THE INPUT ▸
== == ==
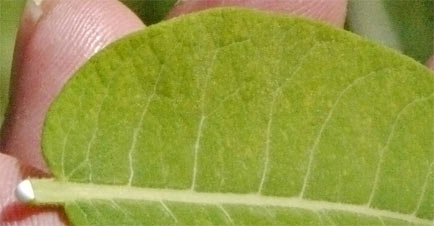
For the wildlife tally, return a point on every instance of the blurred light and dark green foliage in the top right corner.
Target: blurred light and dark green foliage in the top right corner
(406, 25)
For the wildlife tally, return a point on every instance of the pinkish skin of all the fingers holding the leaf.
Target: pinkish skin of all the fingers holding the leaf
(55, 38)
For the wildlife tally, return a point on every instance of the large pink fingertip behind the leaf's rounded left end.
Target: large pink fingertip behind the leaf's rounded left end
(55, 38)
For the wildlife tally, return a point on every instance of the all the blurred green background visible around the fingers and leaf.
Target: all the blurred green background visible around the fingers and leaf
(406, 25)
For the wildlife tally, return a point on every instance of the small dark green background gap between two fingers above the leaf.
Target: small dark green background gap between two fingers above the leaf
(150, 11)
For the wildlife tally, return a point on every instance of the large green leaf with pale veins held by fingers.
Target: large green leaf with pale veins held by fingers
(232, 116)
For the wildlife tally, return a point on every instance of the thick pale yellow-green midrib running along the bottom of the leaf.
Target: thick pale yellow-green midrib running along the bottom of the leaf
(55, 192)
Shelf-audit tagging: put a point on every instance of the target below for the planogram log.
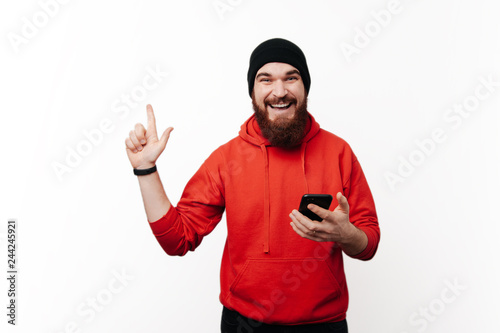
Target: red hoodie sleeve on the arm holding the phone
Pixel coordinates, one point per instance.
(362, 211)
== == ==
REQUIREMENT ▸
Copy all lines from the data above that contain the word "tally".

SOLUTION TO THIS TASK ▸
For the wildlife tally, return a point on every instance of the blurred light and dark green foliage in the top right corner.
For the wildlife tally, return a point on every instance of the pinkish skin of all the fingers holding the leaf.
For the wildlife tally, return a point on every instance of the large pink fingertip behind the leaf's rounded left end.
For the wildlife tally, return a point on every instance of the all the blurred green background visible around the fingers and leaf.
For the wildlife tally, return a point on every instance of the small dark green background gap between two fingers above the leaf.
For the wildlife tally, return a point on every instance of the large green leaf with pale veins held by fingers.
For the wildlife tally, return a point on every instance of the thick pale yellow-green midrib running along the bottom of the leaf.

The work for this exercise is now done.